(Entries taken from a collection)

--------

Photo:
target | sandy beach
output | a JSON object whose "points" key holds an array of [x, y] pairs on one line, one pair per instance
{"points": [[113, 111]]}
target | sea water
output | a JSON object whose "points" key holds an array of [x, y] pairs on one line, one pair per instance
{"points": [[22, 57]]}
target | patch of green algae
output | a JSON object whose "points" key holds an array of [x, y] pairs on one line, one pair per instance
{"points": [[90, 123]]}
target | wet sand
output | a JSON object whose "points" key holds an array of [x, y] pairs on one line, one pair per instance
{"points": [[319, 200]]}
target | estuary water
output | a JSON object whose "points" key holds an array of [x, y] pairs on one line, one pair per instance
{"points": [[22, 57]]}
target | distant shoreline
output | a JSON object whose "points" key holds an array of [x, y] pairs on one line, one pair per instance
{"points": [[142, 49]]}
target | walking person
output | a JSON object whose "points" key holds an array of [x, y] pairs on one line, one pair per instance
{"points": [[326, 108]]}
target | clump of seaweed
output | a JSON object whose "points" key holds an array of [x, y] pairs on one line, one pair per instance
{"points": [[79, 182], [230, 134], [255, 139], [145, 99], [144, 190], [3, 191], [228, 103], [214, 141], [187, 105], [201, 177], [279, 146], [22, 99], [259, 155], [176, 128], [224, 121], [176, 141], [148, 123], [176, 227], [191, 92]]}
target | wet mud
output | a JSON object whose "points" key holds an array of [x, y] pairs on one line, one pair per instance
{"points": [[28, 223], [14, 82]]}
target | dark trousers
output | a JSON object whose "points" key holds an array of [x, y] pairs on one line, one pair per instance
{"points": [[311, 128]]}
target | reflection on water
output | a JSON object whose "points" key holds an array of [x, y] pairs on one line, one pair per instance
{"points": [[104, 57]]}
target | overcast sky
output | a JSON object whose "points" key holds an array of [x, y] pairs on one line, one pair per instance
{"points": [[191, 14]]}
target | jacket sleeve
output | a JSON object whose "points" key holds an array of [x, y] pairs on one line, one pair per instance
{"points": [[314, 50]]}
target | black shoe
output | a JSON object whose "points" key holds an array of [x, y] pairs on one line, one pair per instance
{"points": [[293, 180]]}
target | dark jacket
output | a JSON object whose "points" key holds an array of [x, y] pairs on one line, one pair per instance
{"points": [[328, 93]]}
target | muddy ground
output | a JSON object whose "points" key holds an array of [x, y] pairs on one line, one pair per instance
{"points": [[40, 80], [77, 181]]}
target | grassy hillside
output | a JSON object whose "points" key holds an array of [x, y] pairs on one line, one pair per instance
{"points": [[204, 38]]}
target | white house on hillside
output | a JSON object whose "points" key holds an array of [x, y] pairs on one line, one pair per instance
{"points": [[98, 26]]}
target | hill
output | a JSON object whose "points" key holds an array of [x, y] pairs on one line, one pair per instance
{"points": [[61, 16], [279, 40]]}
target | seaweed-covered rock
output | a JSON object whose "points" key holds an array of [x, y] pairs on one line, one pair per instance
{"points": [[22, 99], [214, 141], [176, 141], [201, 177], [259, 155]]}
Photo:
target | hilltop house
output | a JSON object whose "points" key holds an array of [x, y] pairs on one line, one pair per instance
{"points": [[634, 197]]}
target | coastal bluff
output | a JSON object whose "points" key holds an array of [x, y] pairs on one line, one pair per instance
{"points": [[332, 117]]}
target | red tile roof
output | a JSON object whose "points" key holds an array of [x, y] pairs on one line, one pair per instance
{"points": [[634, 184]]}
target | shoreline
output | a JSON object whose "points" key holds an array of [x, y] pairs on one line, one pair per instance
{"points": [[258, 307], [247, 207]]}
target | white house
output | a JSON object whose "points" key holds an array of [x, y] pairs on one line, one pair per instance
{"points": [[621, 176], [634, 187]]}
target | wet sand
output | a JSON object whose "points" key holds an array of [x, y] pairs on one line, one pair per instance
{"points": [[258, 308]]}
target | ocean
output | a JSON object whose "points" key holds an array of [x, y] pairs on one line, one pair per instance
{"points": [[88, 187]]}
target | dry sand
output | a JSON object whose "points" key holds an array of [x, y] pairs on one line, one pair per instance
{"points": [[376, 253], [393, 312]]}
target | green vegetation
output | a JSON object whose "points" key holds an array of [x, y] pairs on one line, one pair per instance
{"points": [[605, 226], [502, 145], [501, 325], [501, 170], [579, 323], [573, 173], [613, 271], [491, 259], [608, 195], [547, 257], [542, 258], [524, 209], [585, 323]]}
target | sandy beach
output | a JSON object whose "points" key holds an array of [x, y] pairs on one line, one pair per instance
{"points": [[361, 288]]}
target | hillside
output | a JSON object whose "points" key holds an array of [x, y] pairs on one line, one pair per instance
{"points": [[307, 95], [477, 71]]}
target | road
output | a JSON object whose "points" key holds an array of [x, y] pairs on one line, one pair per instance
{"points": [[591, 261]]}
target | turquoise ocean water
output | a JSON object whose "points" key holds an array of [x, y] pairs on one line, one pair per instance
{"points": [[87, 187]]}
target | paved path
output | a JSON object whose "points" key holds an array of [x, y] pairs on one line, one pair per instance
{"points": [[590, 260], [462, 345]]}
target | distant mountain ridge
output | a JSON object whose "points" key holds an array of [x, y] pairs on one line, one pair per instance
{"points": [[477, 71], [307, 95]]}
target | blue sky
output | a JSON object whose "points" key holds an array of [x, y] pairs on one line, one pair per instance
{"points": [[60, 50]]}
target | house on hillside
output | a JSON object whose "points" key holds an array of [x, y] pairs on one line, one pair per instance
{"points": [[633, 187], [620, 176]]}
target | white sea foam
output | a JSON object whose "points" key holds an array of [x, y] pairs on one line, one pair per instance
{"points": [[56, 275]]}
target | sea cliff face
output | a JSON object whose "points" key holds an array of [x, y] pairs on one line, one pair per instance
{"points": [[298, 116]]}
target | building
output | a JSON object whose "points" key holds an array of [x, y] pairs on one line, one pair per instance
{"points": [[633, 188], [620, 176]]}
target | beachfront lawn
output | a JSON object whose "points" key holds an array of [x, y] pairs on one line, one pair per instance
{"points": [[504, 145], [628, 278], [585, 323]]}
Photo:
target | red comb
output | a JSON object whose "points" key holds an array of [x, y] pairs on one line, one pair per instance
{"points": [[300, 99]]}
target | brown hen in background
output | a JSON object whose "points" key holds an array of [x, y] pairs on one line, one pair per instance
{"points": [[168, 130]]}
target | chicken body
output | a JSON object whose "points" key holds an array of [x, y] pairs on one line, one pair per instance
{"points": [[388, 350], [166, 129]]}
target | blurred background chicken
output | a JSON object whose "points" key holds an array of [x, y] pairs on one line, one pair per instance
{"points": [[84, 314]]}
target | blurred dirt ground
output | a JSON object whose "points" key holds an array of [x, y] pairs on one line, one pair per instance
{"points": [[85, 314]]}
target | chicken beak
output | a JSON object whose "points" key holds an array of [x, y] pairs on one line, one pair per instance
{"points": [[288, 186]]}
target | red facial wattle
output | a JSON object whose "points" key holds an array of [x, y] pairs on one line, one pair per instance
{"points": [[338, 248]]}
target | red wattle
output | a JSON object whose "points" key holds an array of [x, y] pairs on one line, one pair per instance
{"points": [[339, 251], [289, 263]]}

--------

The answer must be an exact copy of every record above.

Photo:
target | sandy beach
output | a JSON object whose "points" key holds an array of [x, y] pairs on one line, one pair per instance
{"points": [[113, 111]]}
target | sea water
output | a JSON object whose "points" key holds an array of [x, y] pairs on one line, one pair per instance
{"points": [[22, 57]]}
target | patch of green algae
output | a JSON object whose "points" key holds an array of [x, y] pairs on one line, one pair per instance
{"points": [[90, 123]]}
target | wet sand
output | a JSON object whose "points" key holds an array of [x, y] pairs on one line, one pair per instance
{"points": [[319, 200]]}
target | estuary water
output | a JSON object whose "points" key holds an array of [x, y] pairs on one line, one pair per instance
{"points": [[22, 57]]}
target | distant shoreline
output | a JSON object whose "points" key holds an array of [x, y] pairs on one line, one pair per instance
{"points": [[142, 49]]}
target | walking person
output | a JSON object whose "points" key holds an array of [x, y] pairs on one line, one pair per instance
{"points": [[326, 108]]}
target | clump of seaweed
output | a JSON object whose "points" key holds an array of [x, y] pairs on one line, one pair per instance
{"points": [[79, 182], [230, 134], [255, 139], [145, 99], [144, 190], [3, 191], [228, 103], [214, 141], [187, 105], [201, 177], [279, 146], [22, 99], [259, 155], [176, 128], [224, 121], [176, 141], [148, 123], [176, 227], [191, 92]]}
target | wet mud
output | a JSON object whose "points" key holds an array of [x, y] pairs on one line, one pair per instance
{"points": [[28, 223], [14, 82]]}
target | dark trousers
output | a JSON object whose "points" key holds an array of [x, y] pairs on one line, one pair per instance
{"points": [[311, 128]]}
target | reflection on water
output | a JSON object whose "points" key holds an array of [x, y] pairs on one line, one pair per instance
{"points": [[104, 57]]}
target | overcast sky
output | a JSON object whose "points" key holds an array of [x, y] pairs on one line, one pair per instance
{"points": [[191, 14]]}
target | jacket sleeve
output | a JSON object whose "points" key holds an array of [x, y] pairs on one line, one pair per instance
{"points": [[314, 50]]}
target | black shoe
output | a JSON object whose "points" key holds an array of [x, y] pairs on one line, one pair per instance
{"points": [[293, 180]]}
target | dark jacket
output | a JSON object whose "points" key holds an array of [x, y] pairs on one line, one pair per instance
{"points": [[328, 93]]}
target | muddy ground
output | a JSON object whose "points" key holds an array of [x, y] pairs on one line, one pair per instance
{"points": [[40, 80], [77, 181]]}
target | grassy hillside
output | a JSON object whose "points" key holds an array of [x, y] pairs on one line, one pair per instance
{"points": [[204, 38]]}
target | white house on hillside
output | a JSON object whose "points" key holds an array of [x, y] pairs on one line, one pair per instance
{"points": [[98, 26]]}
target | hill
output | a JSON object whose "points" key holds an array of [x, y] pairs on one line, one pair per instance
{"points": [[61, 16], [279, 40]]}
target | seaweed-covered rock
output | a JSON object whose "points" key holds an array of [x, y] pairs on one line, one pair per instance
{"points": [[22, 99], [214, 141], [176, 141], [201, 177], [259, 155]]}
Photo:
target | hilltop house
output | a JSON object whose "points" key holds an array of [x, y] pairs on one line, one pair per instance
{"points": [[634, 197]]}
target | coastal bluff
output | a JSON object whose "points" key holds an array of [x, y] pairs on one line, one pair per instance
{"points": [[332, 117]]}
target | red tile roof
output | a JSON object whose "points" key holds an array of [x, y] pairs on one line, one pair per instance
{"points": [[634, 184]]}
target | shoreline
output | a JSON object whose "points" key holds an array of [x, y] pairs on one line, one pair per instance
{"points": [[258, 307], [247, 207]]}
target | white house
output | a JSON object whose "points" key holds an array of [x, y] pairs on one line, one pair per instance
{"points": [[621, 176], [634, 187]]}
target | wet sand
output | a JSON object whose "points" key holds an array of [x, y] pairs on one line, one pair per instance
{"points": [[258, 308]]}
target | ocean
output | a JSON object whose "points" key holds an array of [x, y] pairs on one line, one pair per instance
{"points": [[88, 187]]}
target | dry sand
output | a JSON object whose "points" key holds an array of [x, y] pairs on one line, one pair per instance
{"points": [[376, 253], [393, 312]]}
target | green vegetation
output | a JSON object whose "points" key holds an array of [x, y] pairs on one line, one pair per instance
{"points": [[605, 226], [502, 145], [501, 325], [501, 170], [579, 323], [573, 173], [613, 271], [491, 259], [608, 195], [547, 257], [542, 258], [524, 209], [585, 323]]}
target | sandy beach
output | a JSON object whose "points" key holds an array of [x, y] pairs on one line, one pair per instance
{"points": [[361, 288]]}
target | hillside
output | a JSON object whose "points" key holds an array of [x, y] pairs on one line, one pair per instance
{"points": [[307, 95], [477, 71]]}
target | road
output | a JSON object whose "points" key holds an array of [x, y] pairs on one line, one pair per instance
{"points": [[591, 261]]}
target | turquoise ocean water
output | a JSON object whose "points" key holds an array of [x, y] pairs on one line, one pair per instance
{"points": [[87, 187]]}
target | paved path
output | a JSON object whose "points" key holds an array of [x, y] pairs on one line, one pair per instance
{"points": [[590, 260], [462, 345]]}
target | distant mountain ridge
output | a JSON object whose "points" key holds an array of [x, y] pairs on one line, one pair per instance
{"points": [[477, 71], [307, 95]]}
target | blue sky
output | a JSON object whose "points" key holds an array of [x, y] pairs on one line, one pair per instance
{"points": [[60, 50]]}
target | house on hillside
output | a JSON object whose "points" key holds an array of [x, y] pairs on one line, one pair per instance
{"points": [[633, 187], [620, 176]]}
target | white sea foam
output | a JSON object whose "points" key holds an array of [x, y] pairs on one line, one pair per instance
{"points": [[56, 275]]}
target | sea cliff face
output | a JSON object whose "points" key holds an array of [x, y] pairs on one line, one pair per instance
{"points": [[298, 116]]}
target | building
output | a JSON object whose "points" key holds an array of [x, y] pairs on one line, one pair per instance
{"points": [[633, 188], [620, 176]]}
target | beachfront lawn
output | a JSON object whose "points" key holds an array of [x, y] pairs on one line, one pair per instance
{"points": [[504, 145], [628, 278], [585, 323]]}
Photo:
target | red comb
output | a JSON object whose "points" key holds an array of [x, y] pairs on one line, one pair per instance
{"points": [[300, 99]]}
target | brown hen in background
output | a JSON object whose "points" key holds an array of [x, y] pairs on one line, one pair per instance
{"points": [[168, 130]]}
target | chicken body
output | a JSON object whose "points" key holds an array of [x, y] pairs on one line, one pair per instance
{"points": [[388, 350], [166, 129]]}
target | blurred background chicken
output | a JSON object whose "points" key holds an array of [x, y] pairs on one line, one pair per instance
{"points": [[84, 314]]}
target | blurred dirt ground
output | a JSON object whose "points" key holds an array of [x, y] pairs on one line, one pair per instance
{"points": [[85, 314]]}
target | chicken beak
output | a JSON object whose "points" key holds an array of [x, y] pairs on one line, one pair per instance
{"points": [[288, 186]]}
target | red facial wattle
output | a JSON object whose "points" key holds an array of [x, y] pairs on one line, one pair per instance
{"points": [[338, 248]]}
target | red wattle
output | a JSON object whose "points" key holds an array of [x, y] pairs on one line, one pair per instance
{"points": [[339, 251], [289, 263]]}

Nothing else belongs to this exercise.